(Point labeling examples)
┄┄┄┄┄┄┄┄┄┄┄┄┄┄┄┄┄┄┄┄

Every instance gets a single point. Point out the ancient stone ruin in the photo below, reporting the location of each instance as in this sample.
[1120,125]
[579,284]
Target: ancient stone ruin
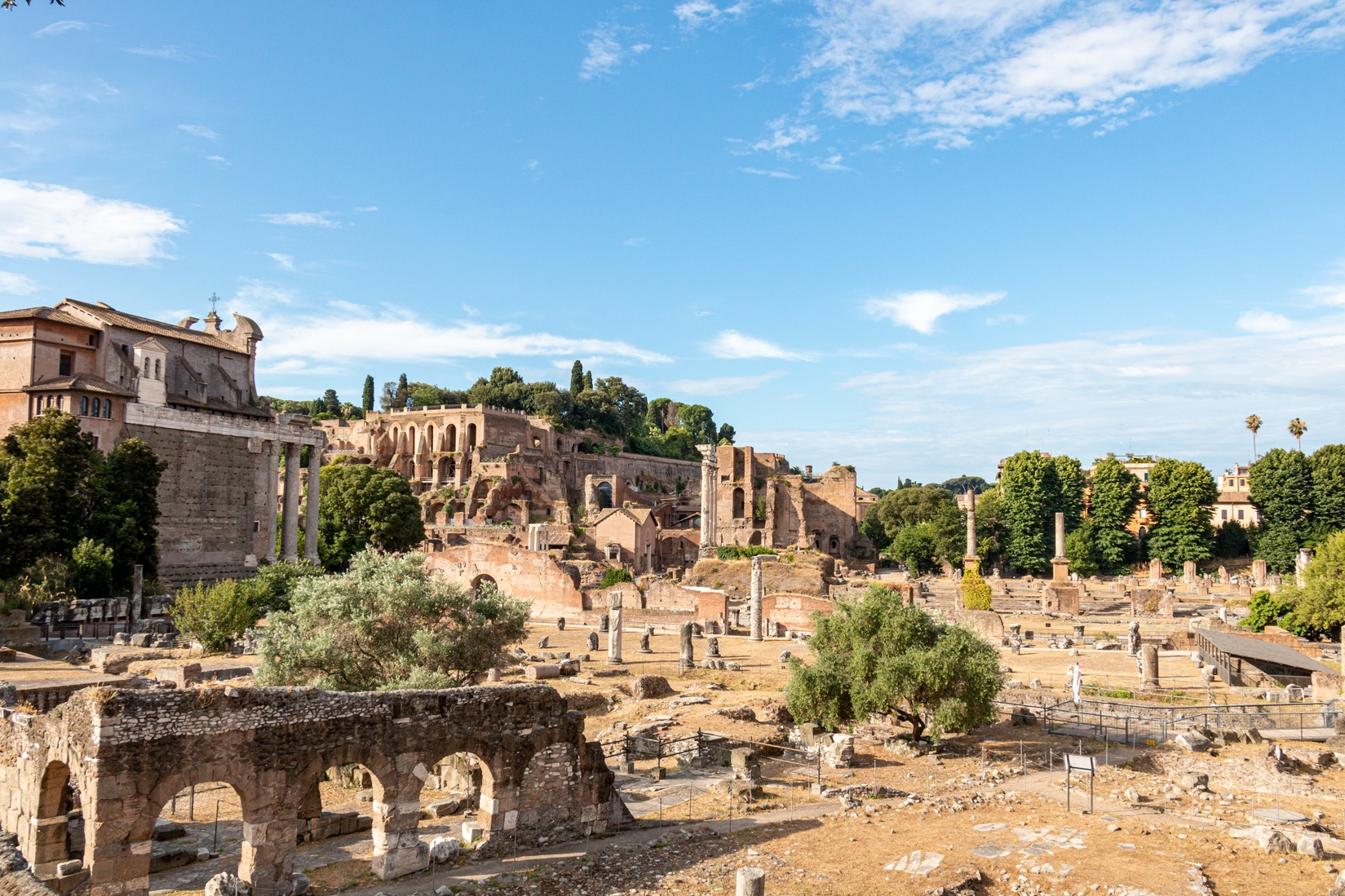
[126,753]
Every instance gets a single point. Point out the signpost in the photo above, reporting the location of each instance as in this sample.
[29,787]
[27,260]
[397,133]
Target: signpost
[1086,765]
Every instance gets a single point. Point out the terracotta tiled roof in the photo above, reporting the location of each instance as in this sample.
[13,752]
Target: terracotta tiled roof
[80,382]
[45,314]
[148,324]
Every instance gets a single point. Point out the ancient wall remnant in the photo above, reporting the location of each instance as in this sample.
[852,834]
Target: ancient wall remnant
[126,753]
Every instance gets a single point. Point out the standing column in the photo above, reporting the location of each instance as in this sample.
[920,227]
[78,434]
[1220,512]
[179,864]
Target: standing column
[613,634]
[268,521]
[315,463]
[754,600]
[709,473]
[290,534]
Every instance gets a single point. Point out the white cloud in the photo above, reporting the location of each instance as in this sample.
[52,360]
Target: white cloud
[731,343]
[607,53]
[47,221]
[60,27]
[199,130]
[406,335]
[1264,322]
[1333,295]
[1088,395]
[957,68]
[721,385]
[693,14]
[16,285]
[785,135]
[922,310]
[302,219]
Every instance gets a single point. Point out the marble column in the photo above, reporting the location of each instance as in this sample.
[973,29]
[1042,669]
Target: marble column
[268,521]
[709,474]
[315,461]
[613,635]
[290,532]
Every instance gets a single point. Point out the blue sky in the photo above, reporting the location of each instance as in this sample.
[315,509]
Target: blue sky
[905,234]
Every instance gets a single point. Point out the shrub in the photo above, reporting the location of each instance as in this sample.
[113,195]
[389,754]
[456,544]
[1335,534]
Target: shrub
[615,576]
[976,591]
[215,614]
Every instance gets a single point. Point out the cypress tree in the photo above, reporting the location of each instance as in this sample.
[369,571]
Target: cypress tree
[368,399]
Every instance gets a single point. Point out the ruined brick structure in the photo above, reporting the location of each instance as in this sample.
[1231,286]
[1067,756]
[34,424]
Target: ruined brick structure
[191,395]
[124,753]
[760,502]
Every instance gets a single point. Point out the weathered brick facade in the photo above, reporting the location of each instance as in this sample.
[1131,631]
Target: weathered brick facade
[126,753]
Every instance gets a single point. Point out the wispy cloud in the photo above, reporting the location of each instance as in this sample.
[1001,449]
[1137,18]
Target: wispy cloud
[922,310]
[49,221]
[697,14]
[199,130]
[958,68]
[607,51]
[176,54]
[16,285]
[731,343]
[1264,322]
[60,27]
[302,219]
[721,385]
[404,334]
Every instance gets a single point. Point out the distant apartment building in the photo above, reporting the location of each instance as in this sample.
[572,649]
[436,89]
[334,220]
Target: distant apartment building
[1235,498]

┄┄┄┄┄┄┄┄┄┄┄┄┄┄┄┄┄┄┄┄

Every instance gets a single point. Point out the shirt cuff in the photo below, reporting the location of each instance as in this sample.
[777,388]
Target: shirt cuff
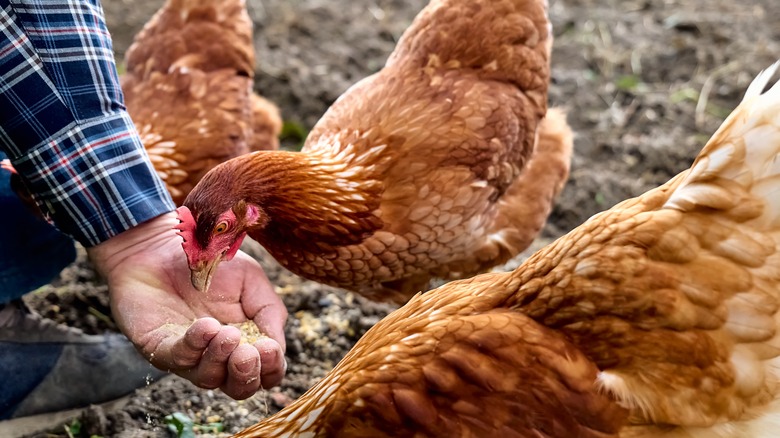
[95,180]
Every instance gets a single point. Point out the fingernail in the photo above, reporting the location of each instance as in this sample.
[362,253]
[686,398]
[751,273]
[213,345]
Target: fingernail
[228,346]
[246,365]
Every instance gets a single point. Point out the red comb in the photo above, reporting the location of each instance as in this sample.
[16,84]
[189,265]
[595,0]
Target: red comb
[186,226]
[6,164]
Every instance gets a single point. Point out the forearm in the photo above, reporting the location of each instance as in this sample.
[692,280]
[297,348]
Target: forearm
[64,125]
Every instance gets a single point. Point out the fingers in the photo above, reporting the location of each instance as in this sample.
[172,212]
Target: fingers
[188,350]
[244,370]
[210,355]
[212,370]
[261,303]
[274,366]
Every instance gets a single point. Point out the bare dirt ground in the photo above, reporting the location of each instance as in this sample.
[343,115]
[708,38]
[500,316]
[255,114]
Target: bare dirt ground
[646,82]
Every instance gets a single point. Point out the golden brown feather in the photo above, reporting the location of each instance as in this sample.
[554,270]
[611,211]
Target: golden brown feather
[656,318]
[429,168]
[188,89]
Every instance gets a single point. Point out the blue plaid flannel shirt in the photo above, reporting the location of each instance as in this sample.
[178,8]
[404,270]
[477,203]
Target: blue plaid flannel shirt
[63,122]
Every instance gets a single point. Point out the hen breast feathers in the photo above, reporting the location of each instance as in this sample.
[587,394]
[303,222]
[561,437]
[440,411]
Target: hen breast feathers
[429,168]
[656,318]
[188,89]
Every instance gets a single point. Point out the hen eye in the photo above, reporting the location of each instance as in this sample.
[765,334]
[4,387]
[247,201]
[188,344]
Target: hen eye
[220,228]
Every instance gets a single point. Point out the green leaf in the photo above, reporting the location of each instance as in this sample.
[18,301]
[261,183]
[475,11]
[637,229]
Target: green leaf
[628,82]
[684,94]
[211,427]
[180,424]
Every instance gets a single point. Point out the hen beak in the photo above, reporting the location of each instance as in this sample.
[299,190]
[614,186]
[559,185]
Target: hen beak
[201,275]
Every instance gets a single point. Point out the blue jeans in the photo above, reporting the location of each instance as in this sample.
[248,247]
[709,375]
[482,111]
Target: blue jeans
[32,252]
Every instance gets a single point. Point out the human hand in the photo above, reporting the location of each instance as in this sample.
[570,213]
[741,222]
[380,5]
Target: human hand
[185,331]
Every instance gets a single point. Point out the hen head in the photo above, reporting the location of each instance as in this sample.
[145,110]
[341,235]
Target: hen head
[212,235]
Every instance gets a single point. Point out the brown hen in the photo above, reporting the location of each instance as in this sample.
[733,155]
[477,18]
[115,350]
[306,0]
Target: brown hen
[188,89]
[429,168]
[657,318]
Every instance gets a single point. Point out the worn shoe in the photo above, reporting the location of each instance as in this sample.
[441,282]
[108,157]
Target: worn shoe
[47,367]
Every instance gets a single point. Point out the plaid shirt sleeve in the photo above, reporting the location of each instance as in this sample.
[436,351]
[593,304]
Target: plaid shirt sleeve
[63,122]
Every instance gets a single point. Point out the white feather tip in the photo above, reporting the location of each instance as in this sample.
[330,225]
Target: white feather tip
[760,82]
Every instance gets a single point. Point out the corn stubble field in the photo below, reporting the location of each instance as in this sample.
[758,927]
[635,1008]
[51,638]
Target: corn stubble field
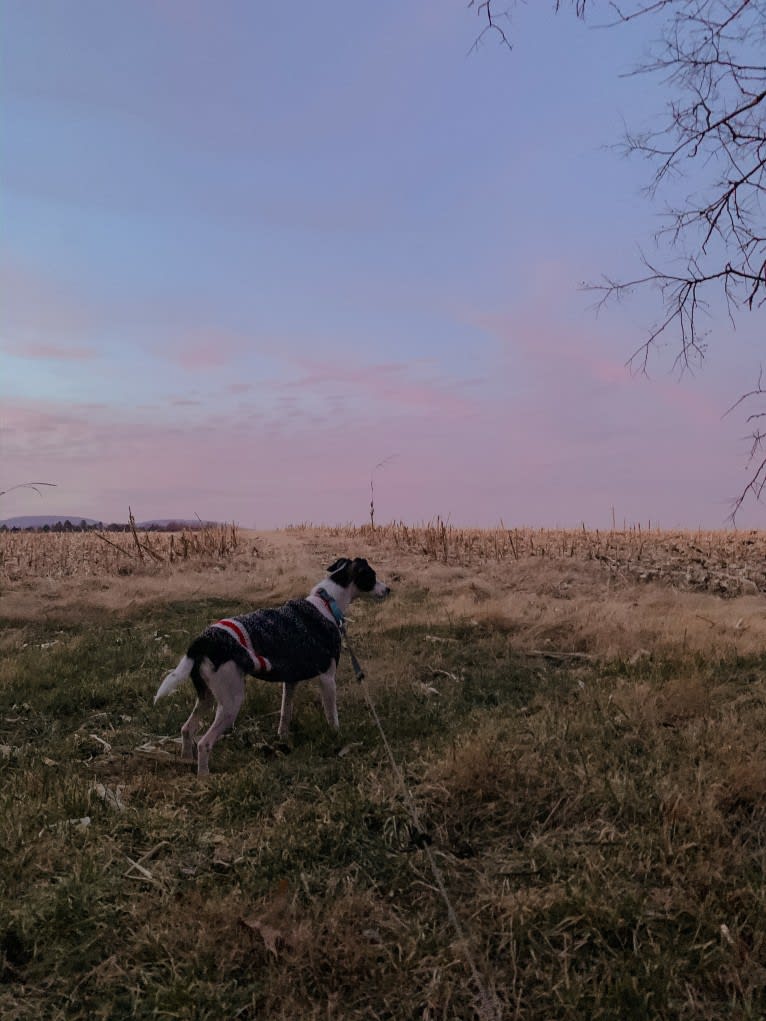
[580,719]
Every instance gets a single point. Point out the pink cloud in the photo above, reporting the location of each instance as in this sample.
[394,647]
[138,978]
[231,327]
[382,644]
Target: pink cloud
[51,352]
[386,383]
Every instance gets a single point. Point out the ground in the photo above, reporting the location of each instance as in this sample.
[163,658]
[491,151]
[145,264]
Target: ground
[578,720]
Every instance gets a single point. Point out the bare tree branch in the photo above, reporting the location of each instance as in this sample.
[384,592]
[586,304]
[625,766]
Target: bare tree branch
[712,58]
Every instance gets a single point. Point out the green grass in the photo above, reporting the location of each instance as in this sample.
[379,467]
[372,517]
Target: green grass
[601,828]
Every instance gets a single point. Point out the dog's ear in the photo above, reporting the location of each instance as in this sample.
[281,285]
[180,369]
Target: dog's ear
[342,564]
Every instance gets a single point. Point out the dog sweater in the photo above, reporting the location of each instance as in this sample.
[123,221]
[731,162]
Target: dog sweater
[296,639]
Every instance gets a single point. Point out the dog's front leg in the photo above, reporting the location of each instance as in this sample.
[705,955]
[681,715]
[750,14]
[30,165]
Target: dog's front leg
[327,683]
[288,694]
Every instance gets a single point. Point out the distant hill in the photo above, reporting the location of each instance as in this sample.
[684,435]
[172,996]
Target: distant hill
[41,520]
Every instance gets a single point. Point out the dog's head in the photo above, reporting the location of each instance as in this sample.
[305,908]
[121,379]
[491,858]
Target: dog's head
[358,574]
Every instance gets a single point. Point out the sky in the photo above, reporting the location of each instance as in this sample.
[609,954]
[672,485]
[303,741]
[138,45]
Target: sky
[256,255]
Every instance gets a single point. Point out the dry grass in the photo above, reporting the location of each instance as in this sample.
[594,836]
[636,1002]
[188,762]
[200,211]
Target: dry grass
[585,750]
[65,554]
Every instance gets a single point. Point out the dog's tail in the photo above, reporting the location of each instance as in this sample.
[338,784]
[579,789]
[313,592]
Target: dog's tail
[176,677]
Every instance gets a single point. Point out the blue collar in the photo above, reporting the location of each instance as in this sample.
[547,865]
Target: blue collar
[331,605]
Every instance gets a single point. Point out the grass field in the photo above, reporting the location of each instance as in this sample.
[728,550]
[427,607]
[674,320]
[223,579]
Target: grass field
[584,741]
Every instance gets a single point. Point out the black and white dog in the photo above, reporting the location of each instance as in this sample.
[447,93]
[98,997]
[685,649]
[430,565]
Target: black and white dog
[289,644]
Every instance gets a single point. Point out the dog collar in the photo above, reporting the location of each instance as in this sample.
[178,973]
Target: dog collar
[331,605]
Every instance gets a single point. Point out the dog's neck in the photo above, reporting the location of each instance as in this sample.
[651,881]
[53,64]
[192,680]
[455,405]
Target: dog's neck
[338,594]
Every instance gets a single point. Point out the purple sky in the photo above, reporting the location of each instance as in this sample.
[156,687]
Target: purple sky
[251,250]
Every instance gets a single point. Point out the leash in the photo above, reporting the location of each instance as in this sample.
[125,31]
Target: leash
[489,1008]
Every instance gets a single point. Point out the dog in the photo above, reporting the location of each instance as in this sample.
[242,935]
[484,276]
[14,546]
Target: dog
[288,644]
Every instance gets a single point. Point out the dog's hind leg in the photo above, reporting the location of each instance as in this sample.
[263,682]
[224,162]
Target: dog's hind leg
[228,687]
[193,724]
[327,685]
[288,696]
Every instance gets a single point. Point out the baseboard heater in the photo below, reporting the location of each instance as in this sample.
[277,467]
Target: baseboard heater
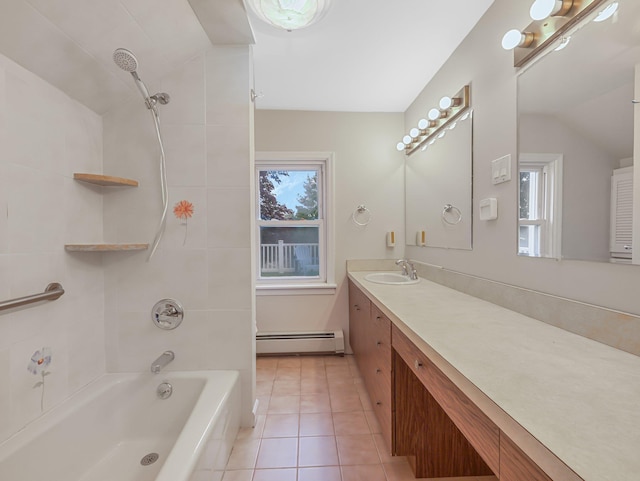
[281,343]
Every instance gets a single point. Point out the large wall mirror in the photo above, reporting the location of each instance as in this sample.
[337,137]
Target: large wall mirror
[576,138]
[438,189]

┄┄┄┄┄┄┄┄┄┄┄┄┄┄┄┄┄┄┄┄

Task prompt. Count the lines in the items above that contain the string "purple", matching case exactly. Reply with the number alone.

Full response. 2